* RECORDED DATA *
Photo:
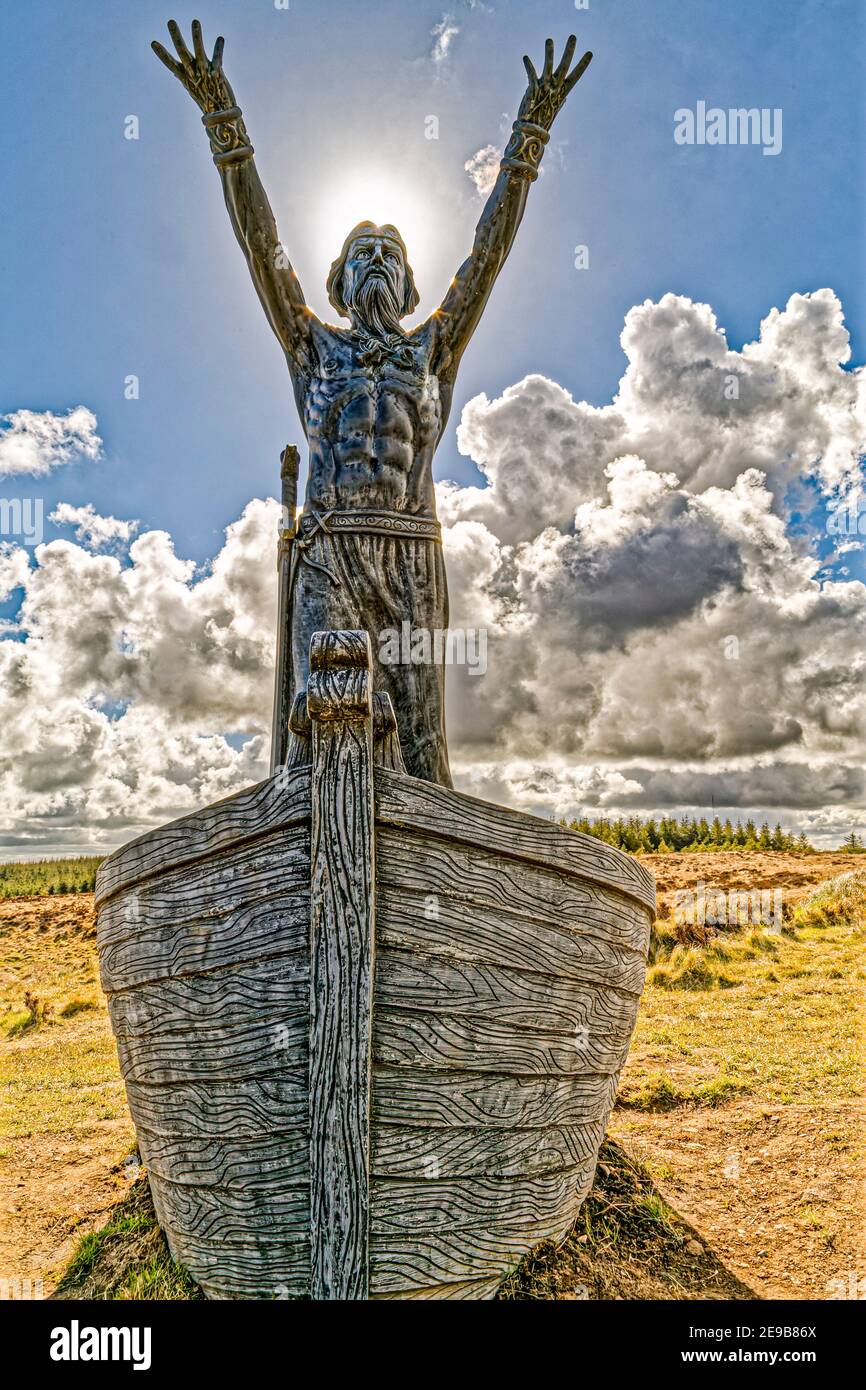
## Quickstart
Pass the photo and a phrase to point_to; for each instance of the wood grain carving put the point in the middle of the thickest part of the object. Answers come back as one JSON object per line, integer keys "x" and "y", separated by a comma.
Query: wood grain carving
{"x": 342, "y": 1114}
{"x": 341, "y": 962}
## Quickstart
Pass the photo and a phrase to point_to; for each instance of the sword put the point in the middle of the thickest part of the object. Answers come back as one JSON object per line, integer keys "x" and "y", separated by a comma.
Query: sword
{"x": 284, "y": 676}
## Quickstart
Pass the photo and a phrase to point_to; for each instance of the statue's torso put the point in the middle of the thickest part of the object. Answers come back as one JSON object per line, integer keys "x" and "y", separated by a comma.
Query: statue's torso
{"x": 373, "y": 416}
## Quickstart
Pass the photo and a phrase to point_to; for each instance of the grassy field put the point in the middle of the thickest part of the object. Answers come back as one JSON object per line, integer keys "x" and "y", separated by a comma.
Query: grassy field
{"x": 734, "y": 1165}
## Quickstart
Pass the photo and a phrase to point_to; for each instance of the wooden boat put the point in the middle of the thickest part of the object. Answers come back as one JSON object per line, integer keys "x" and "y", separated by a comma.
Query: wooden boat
{"x": 370, "y": 1029}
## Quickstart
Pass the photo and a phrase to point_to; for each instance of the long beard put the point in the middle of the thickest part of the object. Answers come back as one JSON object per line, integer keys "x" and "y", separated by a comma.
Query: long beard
{"x": 377, "y": 306}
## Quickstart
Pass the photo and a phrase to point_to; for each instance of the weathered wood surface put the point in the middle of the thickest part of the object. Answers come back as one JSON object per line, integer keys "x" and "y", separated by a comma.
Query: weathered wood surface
{"x": 266, "y": 806}
{"x": 342, "y": 905}
{"x": 506, "y": 969}
{"x": 483, "y": 1153}
{"x": 420, "y": 805}
{"x": 487, "y": 936}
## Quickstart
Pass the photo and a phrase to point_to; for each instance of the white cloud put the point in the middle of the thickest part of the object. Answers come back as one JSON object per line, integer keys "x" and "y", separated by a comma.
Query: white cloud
{"x": 659, "y": 635}
{"x": 483, "y": 167}
{"x": 444, "y": 35}
{"x": 36, "y": 441}
{"x": 92, "y": 527}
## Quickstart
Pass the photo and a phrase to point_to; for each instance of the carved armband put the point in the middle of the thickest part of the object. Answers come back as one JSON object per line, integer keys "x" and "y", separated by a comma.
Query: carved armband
{"x": 227, "y": 134}
{"x": 524, "y": 149}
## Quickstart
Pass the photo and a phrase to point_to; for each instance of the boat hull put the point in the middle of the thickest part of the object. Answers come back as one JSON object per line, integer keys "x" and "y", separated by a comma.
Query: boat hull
{"x": 506, "y": 972}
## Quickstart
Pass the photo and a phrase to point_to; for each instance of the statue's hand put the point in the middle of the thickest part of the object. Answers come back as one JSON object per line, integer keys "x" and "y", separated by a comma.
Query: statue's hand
{"x": 546, "y": 93}
{"x": 202, "y": 77}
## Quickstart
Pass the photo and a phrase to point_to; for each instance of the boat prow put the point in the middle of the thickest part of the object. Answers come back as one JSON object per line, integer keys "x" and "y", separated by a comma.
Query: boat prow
{"x": 371, "y": 1029}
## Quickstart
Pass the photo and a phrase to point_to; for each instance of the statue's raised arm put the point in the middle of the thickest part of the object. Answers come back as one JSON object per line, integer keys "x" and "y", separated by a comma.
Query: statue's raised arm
{"x": 245, "y": 198}
{"x": 469, "y": 292}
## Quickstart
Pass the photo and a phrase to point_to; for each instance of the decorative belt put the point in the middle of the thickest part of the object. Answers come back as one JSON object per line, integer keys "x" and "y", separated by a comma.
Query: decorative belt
{"x": 357, "y": 521}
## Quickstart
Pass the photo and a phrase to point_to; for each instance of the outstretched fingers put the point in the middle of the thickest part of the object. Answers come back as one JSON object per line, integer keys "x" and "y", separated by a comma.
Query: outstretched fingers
{"x": 566, "y": 59}
{"x": 177, "y": 38}
{"x": 166, "y": 57}
{"x": 581, "y": 67}
{"x": 199, "y": 43}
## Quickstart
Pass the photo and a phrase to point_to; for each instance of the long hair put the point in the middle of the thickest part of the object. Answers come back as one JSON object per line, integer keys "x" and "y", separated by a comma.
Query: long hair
{"x": 335, "y": 275}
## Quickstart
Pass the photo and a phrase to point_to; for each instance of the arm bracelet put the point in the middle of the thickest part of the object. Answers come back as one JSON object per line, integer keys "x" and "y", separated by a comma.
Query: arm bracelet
{"x": 227, "y": 134}
{"x": 524, "y": 149}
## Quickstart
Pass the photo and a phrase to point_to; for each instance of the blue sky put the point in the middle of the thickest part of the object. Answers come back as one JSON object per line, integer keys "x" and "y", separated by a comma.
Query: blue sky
{"x": 118, "y": 257}
{"x": 634, "y": 544}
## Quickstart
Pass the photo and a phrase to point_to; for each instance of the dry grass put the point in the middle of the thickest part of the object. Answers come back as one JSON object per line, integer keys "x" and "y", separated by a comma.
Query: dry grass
{"x": 747, "y": 1059}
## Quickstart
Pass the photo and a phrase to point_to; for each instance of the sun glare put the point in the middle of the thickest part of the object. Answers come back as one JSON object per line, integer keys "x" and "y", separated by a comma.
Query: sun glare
{"x": 380, "y": 196}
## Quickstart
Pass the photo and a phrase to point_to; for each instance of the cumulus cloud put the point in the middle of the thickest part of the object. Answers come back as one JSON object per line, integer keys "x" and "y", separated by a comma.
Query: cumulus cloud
{"x": 483, "y": 167}
{"x": 655, "y": 616}
{"x": 36, "y": 441}
{"x": 92, "y": 527}
{"x": 444, "y": 35}
{"x": 660, "y": 635}
{"x": 127, "y": 677}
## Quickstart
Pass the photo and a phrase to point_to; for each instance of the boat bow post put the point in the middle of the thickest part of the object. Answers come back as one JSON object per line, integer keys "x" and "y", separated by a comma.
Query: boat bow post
{"x": 342, "y": 945}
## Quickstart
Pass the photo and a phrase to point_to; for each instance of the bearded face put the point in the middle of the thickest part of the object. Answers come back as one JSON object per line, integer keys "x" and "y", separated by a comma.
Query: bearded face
{"x": 374, "y": 284}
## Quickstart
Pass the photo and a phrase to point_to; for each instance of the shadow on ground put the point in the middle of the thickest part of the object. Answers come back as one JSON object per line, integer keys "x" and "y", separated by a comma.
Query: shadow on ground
{"x": 627, "y": 1243}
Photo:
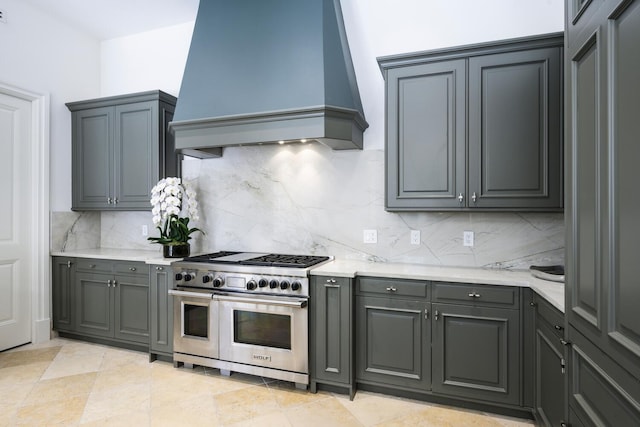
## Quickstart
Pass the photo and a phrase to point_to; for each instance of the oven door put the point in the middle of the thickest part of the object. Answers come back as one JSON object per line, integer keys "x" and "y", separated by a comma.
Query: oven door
{"x": 265, "y": 331}
{"x": 195, "y": 324}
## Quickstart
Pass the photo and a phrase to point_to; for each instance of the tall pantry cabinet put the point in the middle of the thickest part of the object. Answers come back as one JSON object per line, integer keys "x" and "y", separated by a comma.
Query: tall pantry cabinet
{"x": 602, "y": 131}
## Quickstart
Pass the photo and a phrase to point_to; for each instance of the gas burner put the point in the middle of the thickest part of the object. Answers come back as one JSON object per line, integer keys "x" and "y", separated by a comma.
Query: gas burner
{"x": 282, "y": 260}
{"x": 259, "y": 259}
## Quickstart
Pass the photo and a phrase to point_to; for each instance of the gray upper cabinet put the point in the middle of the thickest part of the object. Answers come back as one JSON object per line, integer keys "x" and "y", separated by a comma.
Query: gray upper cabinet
{"x": 602, "y": 100}
{"x": 426, "y": 135}
{"x": 475, "y": 127}
{"x": 121, "y": 148}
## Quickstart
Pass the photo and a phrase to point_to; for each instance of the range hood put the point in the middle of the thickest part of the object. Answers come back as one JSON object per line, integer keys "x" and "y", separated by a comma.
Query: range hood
{"x": 266, "y": 72}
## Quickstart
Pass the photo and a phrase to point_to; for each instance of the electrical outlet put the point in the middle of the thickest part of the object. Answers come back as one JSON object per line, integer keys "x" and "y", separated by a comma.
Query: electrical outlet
{"x": 467, "y": 238}
{"x": 415, "y": 237}
{"x": 370, "y": 236}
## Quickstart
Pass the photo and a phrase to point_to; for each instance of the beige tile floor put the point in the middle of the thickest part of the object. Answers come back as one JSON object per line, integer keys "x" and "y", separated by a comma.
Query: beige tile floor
{"x": 66, "y": 382}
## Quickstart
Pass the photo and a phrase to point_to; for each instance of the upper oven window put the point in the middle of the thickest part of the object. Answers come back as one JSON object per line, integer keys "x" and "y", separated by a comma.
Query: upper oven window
{"x": 263, "y": 329}
{"x": 196, "y": 320}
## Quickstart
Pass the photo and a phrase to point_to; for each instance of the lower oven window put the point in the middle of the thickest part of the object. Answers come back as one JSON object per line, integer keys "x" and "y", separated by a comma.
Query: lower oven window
{"x": 264, "y": 329}
{"x": 196, "y": 321}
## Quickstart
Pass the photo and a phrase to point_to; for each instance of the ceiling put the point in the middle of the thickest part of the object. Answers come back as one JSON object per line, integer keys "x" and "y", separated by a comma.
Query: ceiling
{"x": 107, "y": 19}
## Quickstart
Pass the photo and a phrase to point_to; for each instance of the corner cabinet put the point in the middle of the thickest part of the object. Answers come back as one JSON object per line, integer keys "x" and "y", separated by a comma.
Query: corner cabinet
{"x": 475, "y": 127}
{"x": 104, "y": 300}
{"x": 550, "y": 365}
{"x": 602, "y": 293}
{"x": 121, "y": 147}
{"x": 331, "y": 343}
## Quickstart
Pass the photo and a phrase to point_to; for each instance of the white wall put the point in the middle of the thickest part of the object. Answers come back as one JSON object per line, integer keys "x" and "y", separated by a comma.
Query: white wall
{"x": 146, "y": 61}
{"x": 43, "y": 55}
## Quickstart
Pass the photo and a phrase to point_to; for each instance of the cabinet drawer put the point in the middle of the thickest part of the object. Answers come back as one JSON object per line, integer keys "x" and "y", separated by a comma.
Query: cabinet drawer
{"x": 395, "y": 287}
{"x": 472, "y": 294}
{"x": 94, "y": 265}
{"x": 120, "y": 267}
{"x": 546, "y": 313}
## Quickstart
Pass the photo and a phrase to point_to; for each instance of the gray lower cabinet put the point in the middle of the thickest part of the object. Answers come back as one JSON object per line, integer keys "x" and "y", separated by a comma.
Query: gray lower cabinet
{"x": 62, "y": 293}
{"x": 110, "y": 300}
{"x": 476, "y": 342}
{"x": 121, "y": 148}
{"x": 331, "y": 326}
{"x": 475, "y": 127}
{"x": 550, "y": 366}
{"x": 393, "y": 333}
{"x": 161, "y": 308}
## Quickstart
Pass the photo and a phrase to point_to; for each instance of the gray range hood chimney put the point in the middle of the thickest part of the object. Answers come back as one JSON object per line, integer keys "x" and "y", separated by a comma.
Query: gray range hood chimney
{"x": 265, "y": 71}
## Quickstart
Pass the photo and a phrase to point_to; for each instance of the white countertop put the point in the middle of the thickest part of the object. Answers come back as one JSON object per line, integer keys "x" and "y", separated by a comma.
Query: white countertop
{"x": 551, "y": 291}
{"x": 149, "y": 257}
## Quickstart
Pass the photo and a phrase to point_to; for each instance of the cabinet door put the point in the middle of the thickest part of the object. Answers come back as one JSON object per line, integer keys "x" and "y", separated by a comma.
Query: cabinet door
{"x": 93, "y": 303}
{"x": 132, "y": 308}
{"x": 476, "y": 353}
{"x": 515, "y": 130}
{"x": 62, "y": 294}
{"x": 550, "y": 377}
{"x": 136, "y": 154}
{"x": 393, "y": 339}
{"x": 161, "y": 310}
{"x": 92, "y": 159}
{"x": 623, "y": 232}
{"x": 426, "y": 136}
{"x": 332, "y": 324}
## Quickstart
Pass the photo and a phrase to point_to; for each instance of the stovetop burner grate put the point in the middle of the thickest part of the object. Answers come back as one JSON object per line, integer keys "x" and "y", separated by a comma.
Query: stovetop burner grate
{"x": 268, "y": 260}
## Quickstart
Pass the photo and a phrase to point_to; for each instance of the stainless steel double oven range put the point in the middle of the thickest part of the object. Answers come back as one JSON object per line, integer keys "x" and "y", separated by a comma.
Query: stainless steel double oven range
{"x": 244, "y": 312}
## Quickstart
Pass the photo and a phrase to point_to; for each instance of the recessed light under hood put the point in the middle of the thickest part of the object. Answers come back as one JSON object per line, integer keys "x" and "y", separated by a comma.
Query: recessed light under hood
{"x": 268, "y": 71}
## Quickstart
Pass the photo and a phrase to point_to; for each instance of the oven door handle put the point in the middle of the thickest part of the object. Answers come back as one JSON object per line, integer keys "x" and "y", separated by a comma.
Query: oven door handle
{"x": 293, "y": 303}
{"x": 200, "y": 295}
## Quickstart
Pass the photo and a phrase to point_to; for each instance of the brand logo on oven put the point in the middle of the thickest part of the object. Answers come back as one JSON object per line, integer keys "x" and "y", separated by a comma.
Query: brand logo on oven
{"x": 262, "y": 357}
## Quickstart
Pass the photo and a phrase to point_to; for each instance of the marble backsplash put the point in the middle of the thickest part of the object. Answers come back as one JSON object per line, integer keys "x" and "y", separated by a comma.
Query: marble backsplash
{"x": 306, "y": 198}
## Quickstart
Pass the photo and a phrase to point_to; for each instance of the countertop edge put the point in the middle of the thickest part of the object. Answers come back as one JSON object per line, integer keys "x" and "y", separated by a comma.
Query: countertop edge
{"x": 553, "y": 292}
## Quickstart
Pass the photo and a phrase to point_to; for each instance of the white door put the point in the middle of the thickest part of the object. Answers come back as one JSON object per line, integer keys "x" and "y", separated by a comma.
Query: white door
{"x": 16, "y": 235}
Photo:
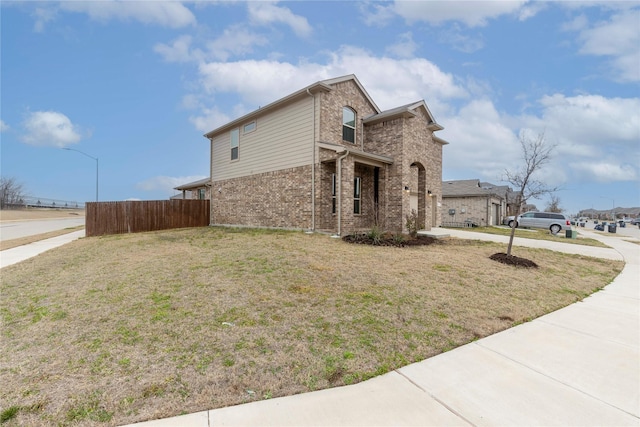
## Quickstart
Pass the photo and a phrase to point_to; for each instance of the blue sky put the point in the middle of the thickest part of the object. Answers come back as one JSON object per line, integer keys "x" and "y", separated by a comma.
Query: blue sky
{"x": 137, "y": 84}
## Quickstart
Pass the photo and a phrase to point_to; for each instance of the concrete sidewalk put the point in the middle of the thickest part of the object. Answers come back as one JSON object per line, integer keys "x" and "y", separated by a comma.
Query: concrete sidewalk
{"x": 577, "y": 366}
{"x": 20, "y": 253}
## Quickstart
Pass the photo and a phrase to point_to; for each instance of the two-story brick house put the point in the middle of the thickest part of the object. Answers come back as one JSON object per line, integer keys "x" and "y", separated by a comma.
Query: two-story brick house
{"x": 326, "y": 158}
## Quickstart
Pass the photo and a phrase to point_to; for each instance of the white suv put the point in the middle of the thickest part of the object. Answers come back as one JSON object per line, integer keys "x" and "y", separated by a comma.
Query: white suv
{"x": 551, "y": 221}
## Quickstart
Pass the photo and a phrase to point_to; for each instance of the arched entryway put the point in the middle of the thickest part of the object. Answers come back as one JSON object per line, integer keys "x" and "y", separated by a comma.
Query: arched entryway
{"x": 418, "y": 193}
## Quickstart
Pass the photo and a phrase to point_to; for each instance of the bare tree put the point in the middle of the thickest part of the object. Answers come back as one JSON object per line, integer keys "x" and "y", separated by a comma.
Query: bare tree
{"x": 554, "y": 205}
{"x": 11, "y": 192}
{"x": 536, "y": 153}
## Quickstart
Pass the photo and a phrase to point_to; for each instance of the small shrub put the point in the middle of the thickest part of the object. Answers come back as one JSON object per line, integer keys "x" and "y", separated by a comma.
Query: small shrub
{"x": 9, "y": 413}
{"x": 412, "y": 223}
{"x": 375, "y": 234}
{"x": 398, "y": 239}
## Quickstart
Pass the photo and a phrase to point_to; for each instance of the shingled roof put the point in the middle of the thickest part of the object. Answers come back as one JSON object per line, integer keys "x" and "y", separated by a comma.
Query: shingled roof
{"x": 472, "y": 188}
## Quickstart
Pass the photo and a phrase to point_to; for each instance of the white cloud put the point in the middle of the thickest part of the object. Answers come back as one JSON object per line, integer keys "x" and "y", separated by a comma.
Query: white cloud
{"x": 166, "y": 183}
{"x": 404, "y": 48}
{"x": 471, "y": 13}
{"x": 592, "y": 120}
{"x": 390, "y": 82}
{"x": 209, "y": 119}
{"x": 266, "y": 12}
{"x": 43, "y": 15}
{"x": 50, "y": 129}
{"x": 178, "y": 51}
{"x": 172, "y": 14}
{"x": 480, "y": 140}
{"x": 235, "y": 40}
{"x": 610, "y": 170}
{"x": 455, "y": 37}
{"x": 618, "y": 38}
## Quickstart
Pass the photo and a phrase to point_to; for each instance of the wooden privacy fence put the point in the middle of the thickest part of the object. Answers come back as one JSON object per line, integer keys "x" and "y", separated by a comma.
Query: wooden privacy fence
{"x": 149, "y": 215}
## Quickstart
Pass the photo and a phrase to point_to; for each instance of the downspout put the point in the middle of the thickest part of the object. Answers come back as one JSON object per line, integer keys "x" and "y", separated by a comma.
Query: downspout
{"x": 313, "y": 165}
{"x": 339, "y": 171}
{"x": 211, "y": 181}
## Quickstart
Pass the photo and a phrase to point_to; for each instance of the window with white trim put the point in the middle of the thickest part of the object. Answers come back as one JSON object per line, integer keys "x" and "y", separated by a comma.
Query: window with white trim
{"x": 357, "y": 195}
{"x": 235, "y": 144}
{"x": 249, "y": 127}
{"x": 348, "y": 125}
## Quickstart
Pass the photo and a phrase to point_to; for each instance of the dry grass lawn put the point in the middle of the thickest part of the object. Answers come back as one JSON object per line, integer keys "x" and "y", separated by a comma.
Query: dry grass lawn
{"x": 119, "y": 329}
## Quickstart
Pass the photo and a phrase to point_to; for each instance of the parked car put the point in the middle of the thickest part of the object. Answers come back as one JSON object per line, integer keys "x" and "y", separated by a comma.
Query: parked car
{"x": 554, "y": 222}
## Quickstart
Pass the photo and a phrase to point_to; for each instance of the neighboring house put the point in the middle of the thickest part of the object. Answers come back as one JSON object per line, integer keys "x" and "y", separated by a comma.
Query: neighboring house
{"x": 200, "y": 189}
{"x": 471, "y": 202}
{"x": 326, "y": 158}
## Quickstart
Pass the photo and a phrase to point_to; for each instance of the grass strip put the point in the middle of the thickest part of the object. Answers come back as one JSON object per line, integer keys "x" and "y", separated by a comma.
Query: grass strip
{"x": 120, "y": 329}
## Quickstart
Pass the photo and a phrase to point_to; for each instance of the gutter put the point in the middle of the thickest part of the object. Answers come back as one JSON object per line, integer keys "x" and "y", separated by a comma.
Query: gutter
{"x": 339, "y": 189}
{"x": 313, "y": 164}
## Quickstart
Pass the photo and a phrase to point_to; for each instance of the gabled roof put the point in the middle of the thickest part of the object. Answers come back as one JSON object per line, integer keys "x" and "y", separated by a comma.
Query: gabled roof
{"x": 469, "y": 188}
{"x": 194, "y": 184}
{"x": 406, "y": 111}
{"x": 321, "y": 86}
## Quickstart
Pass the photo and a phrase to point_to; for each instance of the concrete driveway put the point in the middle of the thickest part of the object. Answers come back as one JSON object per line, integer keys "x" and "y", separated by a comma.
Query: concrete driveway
{"x": 17, "y": 229}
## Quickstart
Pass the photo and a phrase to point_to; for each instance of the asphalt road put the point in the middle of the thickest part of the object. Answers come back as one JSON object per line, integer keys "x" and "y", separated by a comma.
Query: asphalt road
{"x": 629, "y": 230}
{"x": 17, "y": 229}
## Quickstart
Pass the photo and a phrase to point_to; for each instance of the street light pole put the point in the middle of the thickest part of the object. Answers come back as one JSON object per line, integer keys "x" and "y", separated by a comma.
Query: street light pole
{"x": 91, "y": 157}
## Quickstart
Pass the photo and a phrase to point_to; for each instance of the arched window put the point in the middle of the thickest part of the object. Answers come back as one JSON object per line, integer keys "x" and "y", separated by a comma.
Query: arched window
{"x": 348, "y": 125}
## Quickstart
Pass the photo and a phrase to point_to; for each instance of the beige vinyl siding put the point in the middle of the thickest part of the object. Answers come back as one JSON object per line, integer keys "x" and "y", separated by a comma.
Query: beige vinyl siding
{"x": 282, "y": 139}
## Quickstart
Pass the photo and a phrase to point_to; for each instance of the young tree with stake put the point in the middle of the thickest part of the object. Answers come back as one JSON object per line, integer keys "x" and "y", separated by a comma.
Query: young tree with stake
{"x": 536, "y": 153}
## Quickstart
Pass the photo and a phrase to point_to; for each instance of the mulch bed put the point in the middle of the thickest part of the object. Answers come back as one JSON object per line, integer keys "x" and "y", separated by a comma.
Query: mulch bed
{"x": 513, "y": 260}
{"x": 390, "y": 240}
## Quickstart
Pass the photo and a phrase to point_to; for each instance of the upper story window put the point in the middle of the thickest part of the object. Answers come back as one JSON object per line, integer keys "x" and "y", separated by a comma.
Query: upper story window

* REQUIREMENTS *
Find each line in the records above that has the word "road" in it and copy those lines out. Upper and lower case count.

* ANSWER *
Pass the photo and a phrase to point_to; for each instance of the asphalt road put the point in the middle of the thickest part of the object. Answers come back as one JSON object per line, integer keys "x" and "y", separated by a comma.
Query: asphalt road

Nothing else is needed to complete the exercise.